▸ Dataset entries:
-=-=-=-=-

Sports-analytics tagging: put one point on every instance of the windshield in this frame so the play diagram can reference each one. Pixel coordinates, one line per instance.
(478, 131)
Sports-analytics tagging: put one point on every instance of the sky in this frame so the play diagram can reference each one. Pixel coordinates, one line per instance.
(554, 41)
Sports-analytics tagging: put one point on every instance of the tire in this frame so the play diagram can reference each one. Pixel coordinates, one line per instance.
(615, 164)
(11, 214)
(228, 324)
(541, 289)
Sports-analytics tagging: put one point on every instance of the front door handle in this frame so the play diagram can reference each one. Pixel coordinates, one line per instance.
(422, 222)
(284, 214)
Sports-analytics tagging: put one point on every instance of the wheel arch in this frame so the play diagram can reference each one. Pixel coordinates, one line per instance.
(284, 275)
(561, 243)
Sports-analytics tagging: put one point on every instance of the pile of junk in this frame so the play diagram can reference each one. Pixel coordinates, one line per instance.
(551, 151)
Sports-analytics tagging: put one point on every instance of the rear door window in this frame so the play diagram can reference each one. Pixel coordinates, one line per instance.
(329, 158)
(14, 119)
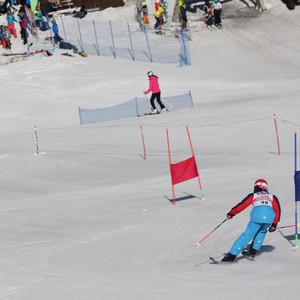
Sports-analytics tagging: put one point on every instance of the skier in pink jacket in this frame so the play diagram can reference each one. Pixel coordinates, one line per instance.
(154, 88)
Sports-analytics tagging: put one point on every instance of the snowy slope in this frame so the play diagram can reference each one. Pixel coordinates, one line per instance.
(89, 218)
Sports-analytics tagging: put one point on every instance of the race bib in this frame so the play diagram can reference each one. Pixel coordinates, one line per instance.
(262, 199)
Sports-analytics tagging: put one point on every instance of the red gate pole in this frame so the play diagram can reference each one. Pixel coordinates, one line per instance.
(143, 141)
(169, 155)
(192, 149)
(276, 130)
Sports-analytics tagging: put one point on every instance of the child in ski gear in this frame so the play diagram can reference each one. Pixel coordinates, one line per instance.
(182, 14)
(23, 25)
(10, 17)
(159, 18)
(208, 14)
(156, 4)
(5, 37)
(81, 13)
(265, 214)
(145, 13)
(217, 9)
(155, 89)
(164, 4)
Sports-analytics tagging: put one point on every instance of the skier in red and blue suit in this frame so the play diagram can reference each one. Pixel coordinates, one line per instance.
(265, 214)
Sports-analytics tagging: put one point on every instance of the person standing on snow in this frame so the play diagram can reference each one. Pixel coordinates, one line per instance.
(217, 10)
(155, 89)
(265, 214)
(10, 17)
(159, 17)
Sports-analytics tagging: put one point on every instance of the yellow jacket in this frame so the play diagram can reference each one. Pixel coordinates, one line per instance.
(159, 12)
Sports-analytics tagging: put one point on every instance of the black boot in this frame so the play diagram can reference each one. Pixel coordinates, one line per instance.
(228, 258)
(249, 254)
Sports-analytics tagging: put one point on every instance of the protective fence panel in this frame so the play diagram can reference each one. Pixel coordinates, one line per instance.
(132, 108)
(121, 41)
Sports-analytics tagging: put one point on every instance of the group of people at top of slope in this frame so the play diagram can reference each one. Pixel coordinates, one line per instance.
(160, 14)
(6, 31)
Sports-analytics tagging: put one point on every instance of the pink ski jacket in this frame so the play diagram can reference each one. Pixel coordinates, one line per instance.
(153, 85)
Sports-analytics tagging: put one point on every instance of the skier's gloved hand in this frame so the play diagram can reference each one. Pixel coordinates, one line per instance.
(273, 227)
(230, 216)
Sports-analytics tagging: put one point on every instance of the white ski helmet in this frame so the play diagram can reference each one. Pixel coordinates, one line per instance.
(262, 184)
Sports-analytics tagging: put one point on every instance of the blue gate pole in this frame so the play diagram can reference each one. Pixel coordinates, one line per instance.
(112, 38)
(296, 200)
(96, 38)
(131, 46)
(80, 36)
(151, 59)
(63, 25)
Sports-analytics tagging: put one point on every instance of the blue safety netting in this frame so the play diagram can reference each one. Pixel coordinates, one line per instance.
(132, 108)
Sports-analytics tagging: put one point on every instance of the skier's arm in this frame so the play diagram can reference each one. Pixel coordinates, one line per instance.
(242, 205)
(277, 209)
(150, 88)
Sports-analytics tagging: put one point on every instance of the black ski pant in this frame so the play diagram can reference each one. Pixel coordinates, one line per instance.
(157, 97)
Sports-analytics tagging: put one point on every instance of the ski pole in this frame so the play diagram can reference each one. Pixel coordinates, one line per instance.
(287, 226)
(199, 243)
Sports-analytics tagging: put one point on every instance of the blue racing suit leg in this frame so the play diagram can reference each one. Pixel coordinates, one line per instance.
(260, 236)
(243, 240)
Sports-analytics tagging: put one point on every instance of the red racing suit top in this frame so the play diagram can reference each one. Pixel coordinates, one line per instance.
(259, 199)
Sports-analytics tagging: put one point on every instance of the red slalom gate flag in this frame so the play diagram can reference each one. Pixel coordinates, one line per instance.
(184, 170)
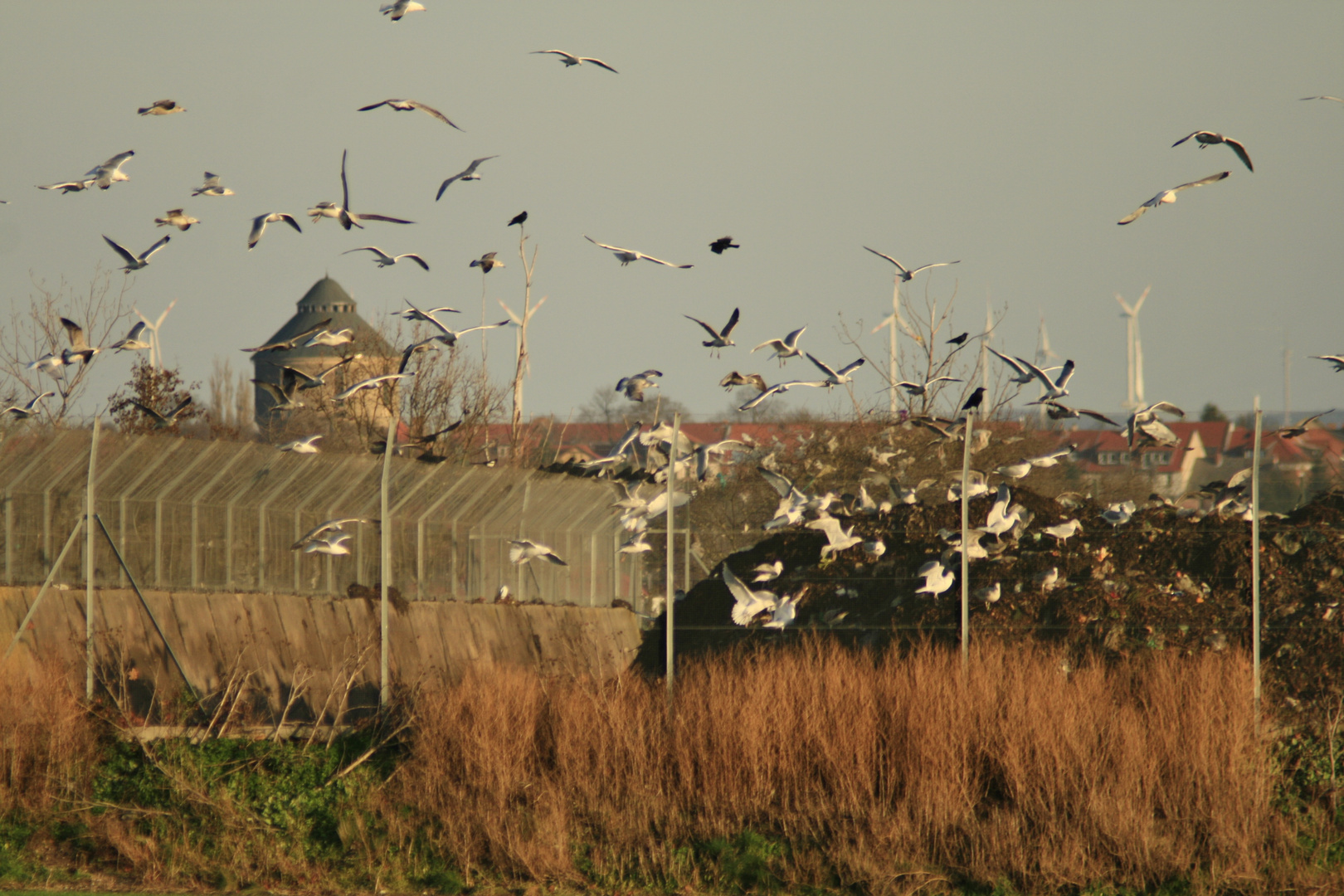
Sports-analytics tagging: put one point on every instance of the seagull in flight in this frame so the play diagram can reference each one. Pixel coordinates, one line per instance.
(110, 173)
(524, 551)
(162, 108)
(628, 256)
(570, 60)
(754, 381)
(1022, 373)
(163, 421)
(270, 218)
(309, 381)
(905, 273)
(132, 343)
(780, 388)
(921, 388)
(177, 218)
(342, 212)
(24, 411)
(212, 187)
(1300, 427)
(383, 260)
(718, 338)
(78, 347)
(487, 262)
(1058, 411)
(1054, 388)
(327, 338)
(136, 262)
(834, 377)
(303, 446)
(399, 8)
(1210, 139)
(784, 348)
(373, 382)
(1170, 197)
(470, 173)
(410, 105)
(285, 344)
(633, 386)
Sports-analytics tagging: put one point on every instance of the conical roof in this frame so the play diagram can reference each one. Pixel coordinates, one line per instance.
(325, 299)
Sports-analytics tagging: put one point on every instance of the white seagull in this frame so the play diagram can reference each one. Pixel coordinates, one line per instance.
(329, 338)
(343, 212)
(522, 551)
(383, 260)
(212, 187)
(110, 173)
(468, 173)
(24, 411)
(628, 256)
(937, 579)
(906, 275)
(834, 377)
(260, 226)
(162, 108)
(746, 603)
(570, 60)
(778, 388)
(373, 382)
(919, 388)
(136, 262)
(1210, 139)
(1170, 197)
(163, 421)
(718, 338)
(410, 105)
(1054, 388)
(399, 8)
(301, 446)
(784, 348)
(177, 218)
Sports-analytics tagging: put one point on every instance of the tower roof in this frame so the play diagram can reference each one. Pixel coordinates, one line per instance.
(325, 299)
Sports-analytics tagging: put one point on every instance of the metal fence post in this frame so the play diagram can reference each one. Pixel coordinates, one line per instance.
(386, 566)
(89, 567)
(965, 533)
(670, 599)
(1255, 561)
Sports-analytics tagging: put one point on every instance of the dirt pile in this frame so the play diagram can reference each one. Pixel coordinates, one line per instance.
(1163, 581)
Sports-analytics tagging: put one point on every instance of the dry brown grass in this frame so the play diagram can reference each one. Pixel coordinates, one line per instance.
(49, 744)
(882, 772)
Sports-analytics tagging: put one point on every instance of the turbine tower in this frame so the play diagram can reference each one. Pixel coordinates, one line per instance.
(156, 355)
(1133, 351)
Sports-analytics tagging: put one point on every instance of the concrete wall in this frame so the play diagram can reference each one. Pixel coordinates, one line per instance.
(283, 638)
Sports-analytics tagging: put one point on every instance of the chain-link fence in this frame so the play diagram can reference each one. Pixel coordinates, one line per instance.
(222, 516)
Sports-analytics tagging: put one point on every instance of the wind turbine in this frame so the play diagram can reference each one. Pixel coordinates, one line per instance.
(1043, 358)
(894, 320)
(1133, 351)
(156, 355)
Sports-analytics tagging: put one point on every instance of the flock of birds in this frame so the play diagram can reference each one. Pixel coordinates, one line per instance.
(663, 455)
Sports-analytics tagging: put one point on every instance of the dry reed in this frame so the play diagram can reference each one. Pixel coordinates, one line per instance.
(880, 772)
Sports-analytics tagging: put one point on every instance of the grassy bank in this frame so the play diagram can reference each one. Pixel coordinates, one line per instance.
(811, 768)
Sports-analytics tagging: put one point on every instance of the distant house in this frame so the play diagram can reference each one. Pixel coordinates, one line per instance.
(324, 299)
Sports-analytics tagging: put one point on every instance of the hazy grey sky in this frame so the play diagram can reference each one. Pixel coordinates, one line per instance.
(1010, 136)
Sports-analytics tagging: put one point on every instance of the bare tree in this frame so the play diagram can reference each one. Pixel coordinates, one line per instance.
(37, 331)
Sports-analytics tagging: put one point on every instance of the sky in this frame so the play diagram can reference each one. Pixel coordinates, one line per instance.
(1008, 136)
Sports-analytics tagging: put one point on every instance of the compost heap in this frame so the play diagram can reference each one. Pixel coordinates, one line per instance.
(1163, 581)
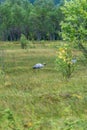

-=-=-=-=-

▸ Exercise objective:
Return, unchanged, every line in the records above that includes the string "white".

▸ Reply to the exercise:
Sports-analytics tagging: put one point on every instance of the white ski helmet in this frame so the play diagram can reference each one. Pixel coordinates, one line per instance.
Sports-analytics tagging: put one point on every instance of the white seagull in this frame so the play diagram can reference each one. Pixel coordinates, one line per instance.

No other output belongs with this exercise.